SOAL LATIHAN ->
1 > Menurut teks tentang kekerasan berbasis gender pascabencana di Sulteng, bencana alam apa saja yang melanda Kota Palu, Kabupaten Sigi, dan Donggala?
2 > Tuliskan ulang kata demi kata bagian teks tentang kekerasan berbasis gender pascabencana di Sulteng yang dibuka dengan kata-kata yang memuat "Selain itu, KBG" dan ditutup dengan "pencegahan KBG dan KTA.".

Salah satu asumsi yang sering luput dari perhatian dalam melakukan kerja-kerja kedaruratan, rehabilitasi, dan rekonstruksi pascabencana, soal keadilan gender
Palu (ANTARA) - Upaya mencegah dan menangani kekerasan berbasis gender dan kekerasan terhadap anak menjadi perhatian serius, terutama para pemangku kepentingan rehabilitasi dan rekonstruksi wilayah terdampak bencana tahun 2018 di Kota Palu, Kabupaten Sigi, dan Donggala, Provinsi Sulteng.

Bencana alam yang melanda sejumlah daerah tersebut, berupa gempa bumi, tsunami, dan likuefaksi.

Menurut Perserikatan Bangsa Bangsa (PBB), kekerasan berbasis gender (KBG) dan kekerasan terhadap anak (KTA) termasuk kategori masalah kemanusiaan yang besar diakibatkan ketidaksetaraan gender, diskriminasi, kepercayaan, dan praktik kebiasaan yang negatif. 

Sebanyak dua kondisi pascabencana disorot PBB, yakni lokasi pengungsian korban bencana yang kurang aman, suasana pascabencana, banyak pekerja sosial masuk wilayah bencana, dan masuknya banyak pekerja dalam upaya rehabilitasi dan rekonstruksi (rehab dan rekon). 

Dalam situasi yang demikian, kelompok perempuan, anak-anak, remaja, lanjut usia (lansia), dan difabel adalah kelompok sangat rentan korban KBG dan KTA.

Selain itu, KBG dan KTA di lingkungan proyek konstruksi berupa eksploitasi seksual atasan terhadap bawahan, pelecehan seksual terhadap pekerja maupun masyarakat sekitar, mempekerjakan anak di bawah umur, prostitusi dan permintaan kebutuhan seksual, dan paling parah berupa pemerkosaan. 

KBG dan KTA berpotensi dialami masyarakat di lokasi bencana serta lingkungan staf atau pekerja proyek.

Kementerian Pekerjaan Umum dan Perumahan Rakyat (PUPR) sebagai pimpinan sektor penanganan kegiatan pascabencana di Sulawesi Tengah dibantu Dinas Pemberdayaan Perempuan dan Perlindungan Anak (DP3A) setempat sejak awal telah memberikan perhatian serius dalam mengawal pencegahan KBG dan KTA. 

Bahkan, dua lembaga pemerintahan telah menandatangani nota kesepahaman sebagai bentuk kerja sama pencegahan KBG dan KTA di daerah terdampak bencana 2018 di Sulteng, selama masa rehab dan rekon.

CUPLIKAN DATA ->
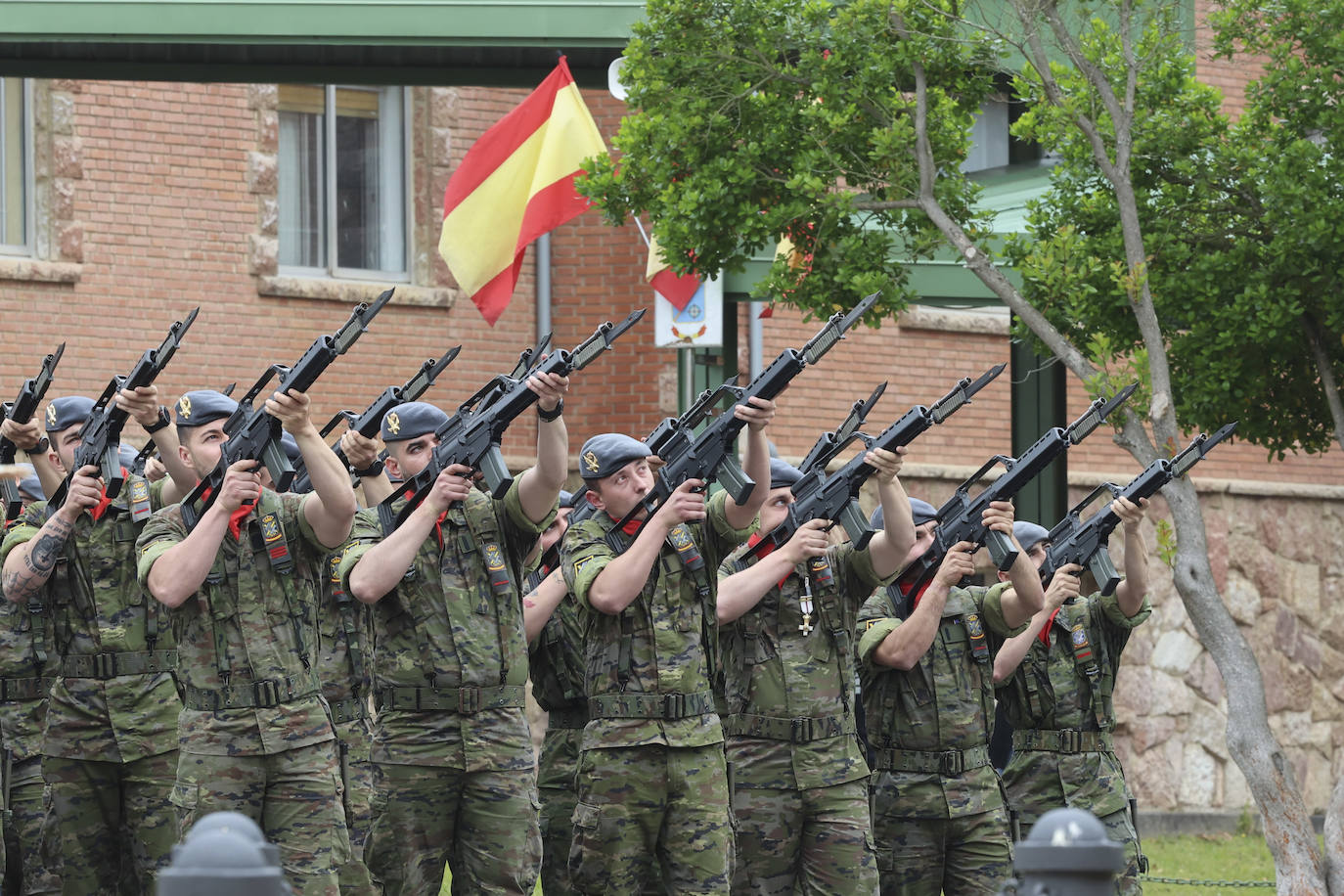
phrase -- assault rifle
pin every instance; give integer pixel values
(836, 496)
(21, 410)
(710, 454)
(1071, 540)
(100, 439)
(252, 434)
(959, 517)
(371, 420)
(471, 435)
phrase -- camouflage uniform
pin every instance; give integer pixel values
(800, 780)
(1059, 704)
(341, 665)
(556, 661)
(938, 814)
(254, 731)
(27, 662)
(111, 748)
(453, 765)
(652, 778)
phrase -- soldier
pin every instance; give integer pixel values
(652, 782)
(798, 776)
(243, 586)
(938, 814)
(453, 762)
(1055, 681)
(556, 662)
(109, 745)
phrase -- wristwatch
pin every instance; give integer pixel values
(164, 420)
(373, 469)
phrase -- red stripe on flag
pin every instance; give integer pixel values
(504, 137)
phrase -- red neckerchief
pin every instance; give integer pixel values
(905, 591)
(236, 518)
(754, 540)
(1045, 630)
(104, 501)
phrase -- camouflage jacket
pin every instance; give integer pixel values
(663, 647)
(945, 702)
(250, 629)
(453, 623)
(777, 675)
(1055, 690)
(96, 606)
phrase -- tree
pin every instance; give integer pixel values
(844, 125)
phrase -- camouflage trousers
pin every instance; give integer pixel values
(807, 841)
(652, 813)
(1120, 827)
(556, 773)
(356, 774)
(294, 797)
(481, 824)
(32, 860)
(963, 856)
(114, 823)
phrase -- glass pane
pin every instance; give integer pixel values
(301, 176)
(13, 147)
(370, 182)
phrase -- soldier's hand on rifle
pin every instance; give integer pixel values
(291, 409)
(25, 435)
(1064, 586)
(1131, 515)
(550, 388)
(243, 485)
(360, 450)
(453, 484)
(999, 517)
(808, 542)
(85, 492)
(757, 413)
(686, 504)
(887, 464)
(140, 403)
(957, 564)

JAWABAN TIAP SOAL ->
1 > Gempa bumi, tsunami, dan likuefaksi.

2 >
Selain itu, KBG dan KTA di lingkungan proyek konstruksi berupa eksploitasi seksual atasan terhadap bawahan, pelecehan seksual terhadap pekerja maupun masyarakat sekitar, mempekerjakan anak di bawah umur, prostitusi dan permintaan kebutuhan seksual, dan paling parah berupa pemerkosaan. 

KBG dan KTA berpotensi dialami masyarakat di lokasi bencana serta lingkungan staf atau pekerja proyek.

Kementerian Pekerjaan Umum dan Perumahan Rakyat (PUPR) sebagai pimpinan sektor penanganan kegiatan pascabencana di Sulawesi Tengah dibantu Dinas Pemberdayaan Perempuan dan Perlindungan Anak (DP3A) setempat sejak awal telah memberikan perhatian serius dalam mengawal pencegahan KBG dan KTA.